Kutipan pilihan:

Uraian itu seakan meneguhkan tesis Paul Tillich soal wajah ganda agama, yang suci dan jahat, Yang suci mengajarkan perdamaian, kasih, dan toleransi, yang jahat mengajarkan permusuhan, kekerasan, dan kebenaran tunggal.

Maka tak heran bila banyak orang mengidentikkan agama sebagai dua sisi mata pedang, yang bisa membabat kawan dan lawan.

Pertanyaannya, sisi mana yang lebih merepresentasikan kesejatian wajah agama? Yang suci atau jahat? Benarkah agama lebih merepresentasikan wataknya yang keras, suka berperang, selalu menumpahkan darah, seperti tercermin dalam tradisi kurban, seperti "tuduhan" Rene Girard?

Kompas

Menghapus kekerasan
Menurut Rene Girard, agama adalah tanda kekerasan. Tradisi kurban merupakan manifestasi kekerasan agama. Atas nama Tuhan, Ibrahim mengorbankan anaknya, dan menciptakan kebengisan, meski akhirnya diganti seekor kambing. Atas nama Tuhan pula, Ibrahim tega mengusik keheningan dan kesunyian watak agama yang ramah.

Munculnya terorisme, bom bunuh diri, perang antarsuku, dan kekerasan berlatar agama kian membuktikan tuduhan Rene Girard itu. Inikah wajah agama sebenarnya? Atau watak umat beragama kita sudah retak? Fenomena kekerasan tidak harus sepenuhnya dialamatkan pada agama, tetapi lebih dari itu, pada umat beragama yang keliru memahami hakikat agama itu sendiri. Mereka terjebak simbol, nama, dan petanda.

Ali Shariati dalam Hajj menepis tuduhan Rene Girard. Ditegaskan, kurban pada dirinya sarat makna simbolis dan makna yang tersirat. Ketika Ibrahim hendak menyembelih Ismail, lalu Tuhan menggantikannya dengan kambing, ini bertujuan menghapus tradisi kuno yang suka mengorbankan nyawa manusia demi kepentingan para dewa dan roh suci yang mereka yakini. Bukan mengafirmasi dan melegitimasi sekian banyak nyawa manusia yang harus melayang.

Peristiwa ini mendakwahkan betapa Tuhannya Ibrahim bukan Tuhan yang bengis, biadab, dan haus darah manusia. Justru, Tuhannya Ibrahim ingin mengembalikan posisi manusia pada harkat, martabat, dan fitrahnya sebagai makhluk yang bebas hidup dan bernapas di Bumi.

Kurban melambangkan upaya mendekatkan diri kepada Tuhan yang dibarengi sikap pasrah, berserah diri, dan pengorbanan secara totalitas. Kurban berasal dari kata Arab qaraba-yaqrabu-qurbanan, berarti mendekati, menghampiri, dan mendatangi. Kurban tidak berarti korban (yang dikurbankan) hingga diidentikkan kekerasan. Ia bukan obyek kekerasan itu sendiri, tetapi peneguhan diri di hadapan Tuhan akan sebuah kemerdekaan mutlak yang harus dicapai.

Data tercatat:
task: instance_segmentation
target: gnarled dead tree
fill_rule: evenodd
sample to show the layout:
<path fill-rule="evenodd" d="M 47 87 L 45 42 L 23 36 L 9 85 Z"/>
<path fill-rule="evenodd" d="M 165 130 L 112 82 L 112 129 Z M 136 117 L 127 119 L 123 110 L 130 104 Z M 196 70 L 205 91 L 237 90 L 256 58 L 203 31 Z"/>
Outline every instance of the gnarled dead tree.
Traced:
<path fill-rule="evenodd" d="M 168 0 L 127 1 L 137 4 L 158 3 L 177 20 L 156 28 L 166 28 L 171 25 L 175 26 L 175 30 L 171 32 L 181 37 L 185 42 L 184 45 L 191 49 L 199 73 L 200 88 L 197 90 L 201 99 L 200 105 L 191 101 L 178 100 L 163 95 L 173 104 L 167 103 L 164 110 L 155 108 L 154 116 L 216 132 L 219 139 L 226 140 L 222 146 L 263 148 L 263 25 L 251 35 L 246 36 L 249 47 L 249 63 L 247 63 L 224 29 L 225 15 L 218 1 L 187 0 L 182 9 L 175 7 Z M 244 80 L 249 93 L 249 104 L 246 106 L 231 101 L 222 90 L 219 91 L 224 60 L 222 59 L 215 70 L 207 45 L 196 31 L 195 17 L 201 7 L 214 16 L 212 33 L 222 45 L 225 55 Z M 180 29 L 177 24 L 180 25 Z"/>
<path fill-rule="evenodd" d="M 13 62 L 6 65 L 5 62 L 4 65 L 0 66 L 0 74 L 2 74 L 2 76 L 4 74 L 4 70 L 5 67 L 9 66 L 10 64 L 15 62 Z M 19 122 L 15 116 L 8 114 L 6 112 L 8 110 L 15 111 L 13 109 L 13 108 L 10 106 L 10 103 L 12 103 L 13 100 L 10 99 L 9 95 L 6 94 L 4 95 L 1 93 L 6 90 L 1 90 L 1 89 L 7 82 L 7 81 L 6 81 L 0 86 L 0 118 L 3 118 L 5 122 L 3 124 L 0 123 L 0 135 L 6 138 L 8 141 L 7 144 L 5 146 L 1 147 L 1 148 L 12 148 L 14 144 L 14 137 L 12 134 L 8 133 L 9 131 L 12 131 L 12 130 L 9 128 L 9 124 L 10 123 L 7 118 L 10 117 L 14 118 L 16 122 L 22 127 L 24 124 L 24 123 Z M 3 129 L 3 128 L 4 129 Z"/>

Tugas Anda: Teruskan tulisan tentang makna kurban dan wajah ganda agama setelah kalimat terakhirnya. Catatan di atas tidak ada kaitannya dengan hal ini.

Jawaban:
Simbol
Menanggapi tuduhan Rene Girard soal ritual kurban yang diidentikkannya sebagai kekerasan atas nama Tuhan, langkah utama yang harus dilakukan menggali makna simbolis kurban. Karena, dalam setiap ritual keagamaan ada makna hakiki dari makna simbolisnya.

Ritual-ritual keagamaan hanya sekadar "petunjuk", "isyarat", "petanda", "lambang", dan "simbol-simbol’" yang kadang membuat kita bingung. Berbagai maknanya-lah yang harus dipahami, bukan formalitasnya.

Simbol tidak cukup mewakili dirinya memahami hakikat terdalam dari sebuah makna. Ia hanya bisa mewakili kepentingan atau tafsir individu atau kelompok terbatas pengguna simbol itu. Permainan simbol tak jarang menyihir, menipu, sekaligus memerangkap orang yang terkesima. Rene Girard satu dari sekian banyak orang itu.

Tradisi kurban sarat akan makna simbolik. Memahami kurban sebatas penampakannya, yaitu penyembelihan Ismail akan mengarah pada pemahaman agama yang keras, haus darah, kejam. Kurban simbol totalitas penyerahan diri, pembebasan dari bentuk penindasan dan kekerasan.

Kita patut merenungi ilustrasi yang diberikan Jalaluddin Rumi terkait simbol-simbol ritual agama. Ia mengidentikkan simbol agama dengan sekuntum "mawar". Untuk mendapatkan wangi mawar, bukan dengan mengeja m-a-w-a-r, tetapi harus mencari empu yang punya mawar itu. Jadi kita akan merasakan keharuman bunga mawar itu.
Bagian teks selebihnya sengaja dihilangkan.